-- Task goal --
Print the full set of records below, character for character and picture-free.

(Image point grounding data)
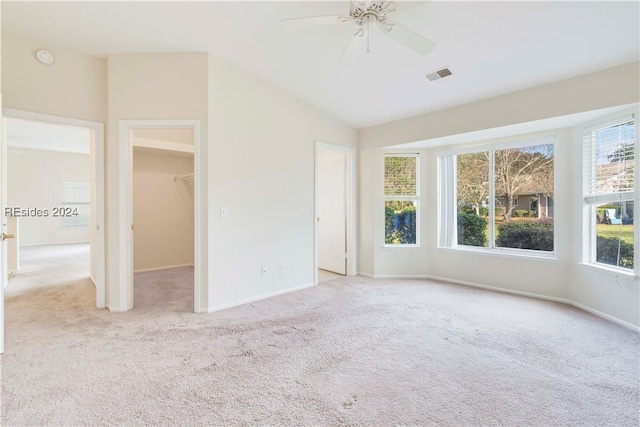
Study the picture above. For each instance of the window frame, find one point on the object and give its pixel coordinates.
(590, 201)
(415, 199)
(448, 194)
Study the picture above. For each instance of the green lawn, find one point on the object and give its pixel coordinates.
(624, 232)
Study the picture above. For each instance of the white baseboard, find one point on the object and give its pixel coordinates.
(53, 244)
(504, 290)
(606, 316)
(261, 297)
(168, 267)
(542, 297)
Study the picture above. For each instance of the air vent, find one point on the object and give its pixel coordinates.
(436, 75)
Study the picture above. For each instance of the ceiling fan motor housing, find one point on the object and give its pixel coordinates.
(365, 13)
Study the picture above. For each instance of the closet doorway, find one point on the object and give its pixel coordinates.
(159, 244)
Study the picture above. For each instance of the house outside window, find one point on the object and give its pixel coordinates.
(610, 151)
(401, 199)
(518, 177)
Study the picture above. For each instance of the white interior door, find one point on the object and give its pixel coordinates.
(3, 228)
(332, 210)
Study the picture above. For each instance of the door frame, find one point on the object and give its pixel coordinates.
(351, 198)
(97, 132)
(125, 207)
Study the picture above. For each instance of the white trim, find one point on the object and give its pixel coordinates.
(125, 202)
(258, 298)
(515, 141)
(521, 293)
(605, 316)
(596, 125)
(168, 267)
(163, 145)
(504, 290)
(28, 245)
(98, 138)
(505, 252)
(352, 203)
(610, 269)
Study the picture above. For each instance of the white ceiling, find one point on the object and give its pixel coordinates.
(492, 47)
(23, 134)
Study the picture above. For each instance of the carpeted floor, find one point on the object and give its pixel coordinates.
(50, 265)
(352, 351)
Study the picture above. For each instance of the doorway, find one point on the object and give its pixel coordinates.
(335, 201)
(96, 206)
(160, 205)
(53, 198)
(163, 218)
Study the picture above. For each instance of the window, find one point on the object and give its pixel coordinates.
(401, 200)
(498, 197)
(75, 204)
(609, 192)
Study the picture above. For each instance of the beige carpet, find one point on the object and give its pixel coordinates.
(50, 265)
(327, 276)
(352, 351)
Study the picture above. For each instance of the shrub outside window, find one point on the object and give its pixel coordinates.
(401, 199)
(609, 192)
(503, 197)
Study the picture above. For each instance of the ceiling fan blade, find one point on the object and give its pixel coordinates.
(317, 20)
(407, 37)
(354, 46)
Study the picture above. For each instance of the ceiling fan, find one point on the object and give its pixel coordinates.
(367, 16)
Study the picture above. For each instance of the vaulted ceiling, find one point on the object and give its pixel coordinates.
(492, 48)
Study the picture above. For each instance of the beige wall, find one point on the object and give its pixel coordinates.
(262, 143)
(74, 86)
(550, 278)
(35, 180)
(162, 209)
(152, 87)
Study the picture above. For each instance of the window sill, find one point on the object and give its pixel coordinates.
(609, 269)
(506, 253)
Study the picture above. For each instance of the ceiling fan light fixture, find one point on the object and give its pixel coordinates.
(439, 74)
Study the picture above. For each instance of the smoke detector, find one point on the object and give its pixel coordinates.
(45, 57)
(439, 74)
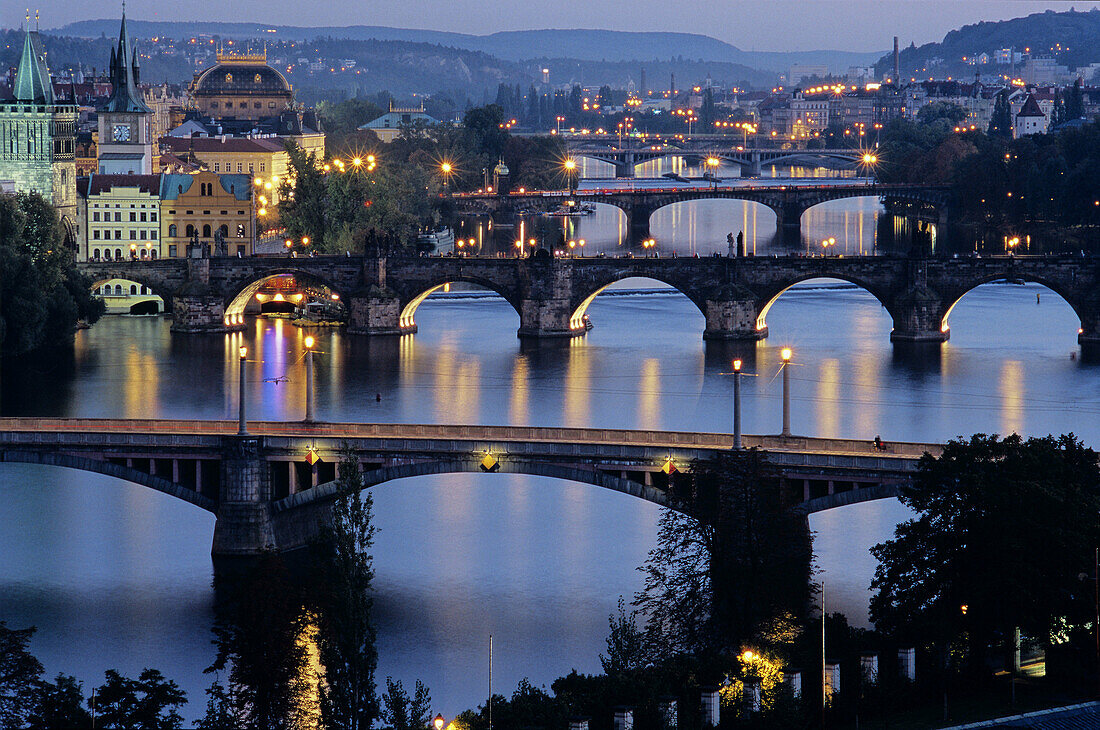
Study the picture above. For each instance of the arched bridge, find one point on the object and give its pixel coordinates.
(789, 201)
(266, 495)
(551, 295)
(750, 159)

-- Your response --
Study the picture above. For each instance of the window frame, find one point on the object and give its pixel coordinates.
(590, 201)
(415, 199)
(448, 194)
Study the picture above. For each instance of the green lawn, find one point on the object and give its pixel coordinates.
(624, 232)
Study the picture above. For each instance of the white baseboard, find one point on the object and give its pixel coordinates.
(53, 244)
(504, 290)
(606, 316)
(261, 297)
(168, 267)
(542, 297)
Study the picture above. For each instance of the air vent, find one point on the object and give its pixel coordinates.
(436, 75)
Study the picture above. For each instance of the ceiling fan motor housing, find one point on the object and give its pixel coordinates.
(365, 13)
Study the picture above. For each instance of the closet doorway, find one point on the object and give its pixel coordinates.
(159, 244)
Study the picture above. For each instance of the house outside window, find one point on the object and give its pixel coordinates.
(610, 151)
(401, 199)
(518, 177)
Study the picture above. For each instance of the white interior door, find one point on the object and give its pixel coordinates.
(3, 228)
(332, 210)
Study the picture above. For each instance of the door frame, find one point on the object and give its pixel coordinates.
(351, 198)
(97, 132)
(125, 207)
Study the picture above. For each instance of the white trim, find one point on the object and give its pixel coordinates.
(125, 202)
(258, 298)
(515, 141)
(521, 293)
(605, 316)
(596, 125)
(168, 267)
(163, 145)
(504, 290)
(28, 245)
(98, 138)
(505, 252)
(352, 203)
(610, 269)
Study the picture above. For each instance of the white ceiling, find one point on the object and give its pixel coordinates.
(492, 47)
(23, 134)
Study the picture above. For each instance of the carpeted floor, find one point on the object and give its pixel coordinates.
(50, 265)
(352, 351)
Study the picture above. For each instance of the doorway, find one point on the object and give its pixel coordinates.
(335, 201)
(96, 206)
(160, 205)
(53, 198)
(163, 218)
Study the picture above. For each instance of the window, find one point on the object and give its pixel coordinates.
(401, 200)
(498, 197)
(75, 204)
(609, 192)
Study the picture above. For each instance of the beige carpet, find one point on the object and give its pixel coordinates.
(50, 265)
(327, 276)
(352, 351)
Study the picture above. For each instance of the shrub outside window, find one point on the object and give its pixel coordinates.
(401, 199)
(609, 192)
(503, 197)
Study the picture above. For each instance of the ceiling fan blade, find one point on the object and give its pixel coordinates.
(317, 20)
(407, 37)
(354, 46)
Study the picture above. For each instance of the ceiling fan, find one point on the object and give its pixel coordinates.
(367, 16)
Study the picture above. For each instance of the vaulted ceiling, find one point on the object and give its pixel coordinates.
(492, 48)
Study the picture above. For each instance of the beige wall, find one point on the object and give its pixel coordinates.
(262, 143)
(74, 86)
(550, 278)
(35, 180)
(162, 209)
(152, 87)
Study the picture above. For each instance of the window sill, find one point on the object and give its pixel coordinates.
(609, 269)
(506, 253)
Study the picture above. For each instance of the ceiling fan light fixture, find one point on the object and give its pixel coordinates.
(439, 74)
Study the picture above. For each instance of the smoke detector, find one point on the object and give its pixel coordinates.
(45, 57)
(439, 74)
Study the picture above. For each instance of the arched bridge, find one point on the object and give its pixel coordinates.
(789, 201)
(266, 495)
(551, 295)
(750, 159)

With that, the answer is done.